§ Required work: Word for word, return the lines from the top of the listing to the line containing "Return the outline", both ends included, and no others.
BEGIN
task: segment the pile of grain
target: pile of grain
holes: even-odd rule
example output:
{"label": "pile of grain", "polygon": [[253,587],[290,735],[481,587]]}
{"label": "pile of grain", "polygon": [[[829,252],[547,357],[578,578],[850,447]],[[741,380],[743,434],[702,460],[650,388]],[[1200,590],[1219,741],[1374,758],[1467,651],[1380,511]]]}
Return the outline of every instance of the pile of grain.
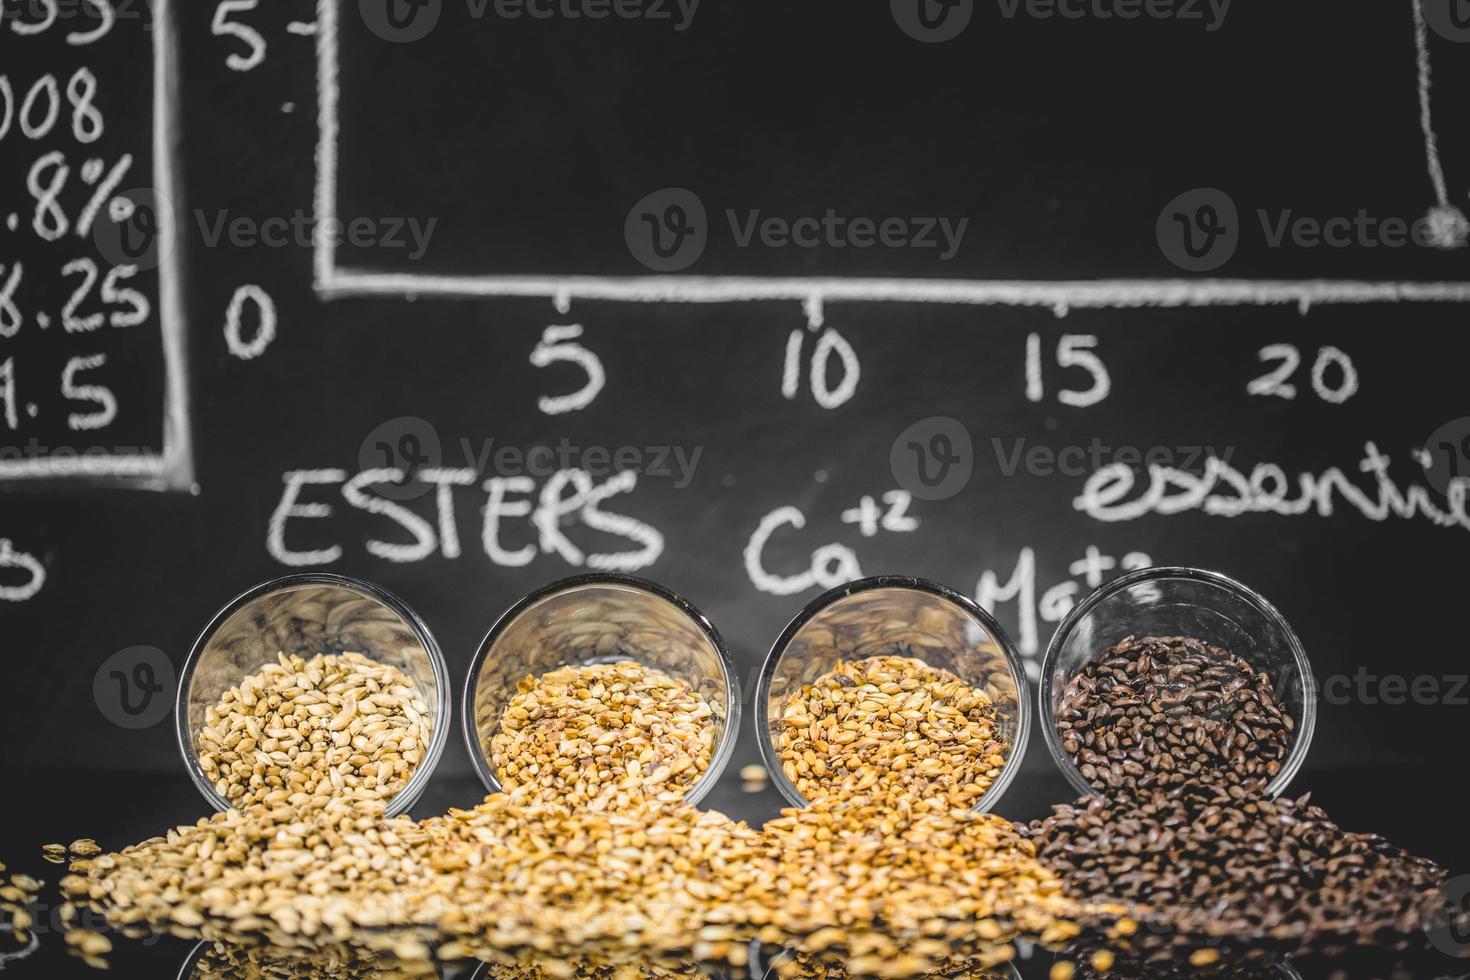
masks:
{"label": "pile of grain", "polygon": [[31,903],[41,890],[41,882],[30,875],[6,877],[5,871],[5,865],[0,864],[0,967],[6,960],[19,959],[35,949],[38,940]]}
{"label": "pile of grain", "polygon": [[1188,957],[1168,951],[1151,954],[1077,946],[1063,951],[1053,964],[1051,980],[1282,980],[1280,957],[1264,950],[1221,955],[1204,948]]}
{"label": "pile of grain", "polygon": [[427,960],[404,962],[364,949],[323,947],[295,953],[268,946],[213,943],[183,980],[410,980],[434,977]]}
{"label": "pile of grain", "polygon": [[825,800],[783,811],[763,838],[775,864],[762,935],[852,973],[913,976],[964,955],[990,967],[1017,939],[1065,942],[1086,907],[1008,821],[971,810]]}
{"label": "pile of grain", "polygon": [[432,728],[422,694],[398,668],[359,653],[282,653],[206,710],[195,748],[231,806],[307,810],[391,799]]}
{"label": "pile of grain", "polygon": [[1078,897],[1147,904],[1137,949],[1402,946],[1440,905],[1444,869],[1349,833],[1299,800],[1198,783],[1056,807],[1033,829]]}
{"label": "pile of grain", "polygon": [[709,980],[710,975],[689,964],[609,963],[590,958],[547,962],[532,958],[489,963],[483,980],[568,980],[569,977],[577,980]]}
{"label": "pile of grain", "polygon": [[497,746],[508,783],[535,782],[416,823],[386,817],[402,780],[376,778],[385,757],[416,761],[406,735],[428,735],[402,683],[355,658],[282,658],[248,678],[200,735],[239,808],[76,856],[64,892],[114,927],[277,951],[346,944],[414,963],[438,939],[446,959],[602,944],[742,960],[757,837],[682,803],[712,747],[687,685],[632,663],[528,681]]}
{"label": "pile of grain", "polygon": [[807,800],[968,808],[1007,752],[989,695],[912,657],[838,661],[776,725],[782,771]]}
{"label": "pile of grain", "polygon": [[[277,662],[211,706],[195,747],[234,809],[115,854],[73,845],[62,879],[125,932],[281,949],[355,942],[407,926],[404,889],[429,871],[429,838],[386,806],[422,760],[433,720],[401,671],[357,653]],[[63,857],[50,845],[50,860]],[[412,937],[375,937],[425,959]]]}
{"label": "pile of grain", "polygon": [[1067,682],[1057,709],[1063,750],[1102,790],[1265,786],[1295,732],[1269,673],[1181,636],[1127,637]]}
{"label": "pile of grain", "polygon": [[[283,949],[412,924],[402,895],[430,873],[429,835],[381,803],[228,810],[115,854],[79,858],[63,893],[114,927]],[[393,945],[406,959],[422,944]]]}
{"label": "pile of grain", "polygon": [[682,679],[635,661],[527,677],[490,742],[507,789],[594,810],[678,802],[709,768],[714,709]]}
{"label": "pile of grain", "polygon": [[1319,807],[1274,800],[1296,724],[1276,679],[1187,637],[1128,637],[1062,692],[1063,748],[1104,795],[1030,828],[1075,898],[1146,905],[1128,956],[1404,946],[1448,873]]}
{"label": "pile of grain", "polygon": [[[850,980],[855,976],[843,963],[812,953],[783,952],[772,958],[771,969],[780,980]],[[946,957],[922,974],[934,980],[1009,980],[1010,975],[1007,968],[956,956]]]}
{"label": "pile of grain", "polygon": [[433,873],[405,898],[448,959],[604,947],[740,965],[749,891],[771,874],[755,831],[680,802],[604,811],[516,790],[422,826]]}
{"label": "pile of grain", "polygon": [[[624,663],[529,679],[494,745],[508,791],[414,822],[386,816],[400,783],[376,768],[387,755],[397,773],[409,733],[428,735],[399,681],[283,658],[226,695],[201,737],[222,795],[241,806],[115,854],[73,854],[62,887],[125,931],[318,959],[367,948],[405,972],[428,964],[431,942],[440,959],[511,971],[528,968],[530,951],[555,975],[595,955],[621,976],[651,957],[743,966],[759,938],[901,977],[956,955],[1001,963],[1015,939],[1076,936],[1095,910],[1062,894],[1029,841],[998,817],[943,805],[973,799],[966,787],[998,765],[989,704],[913,663],[853,665],[854,683],[836,689],[900,698],[873,724],[895,743],[919,733],[928,748],[917,757],[938,764],[904,776],[900,753],[868,752],[881,766],[868,779],[852,755],[821,801],[755,831],[683,802],[709,765],[711,713],[660,671]],[[840,725],[869,700],[830,717]]]}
END
§ Completed exercise:
task: segment the pile of grain
target: pile of grain
holes: even-odd rule
example output:
{"label": "pile of grain", "polygon": [[253,587],[290,735],[481,587]]}
{"label": "pile of grain", "polygon": [[[829,252],[547,357],[578,578],[850,447]],[[741,380],[743,434],[702,460],[650,388]],[[1200,590],[1219,741],[1374,758],[1467,651],[1380,511]]]}
Return the outline of every instance of the pile of grain.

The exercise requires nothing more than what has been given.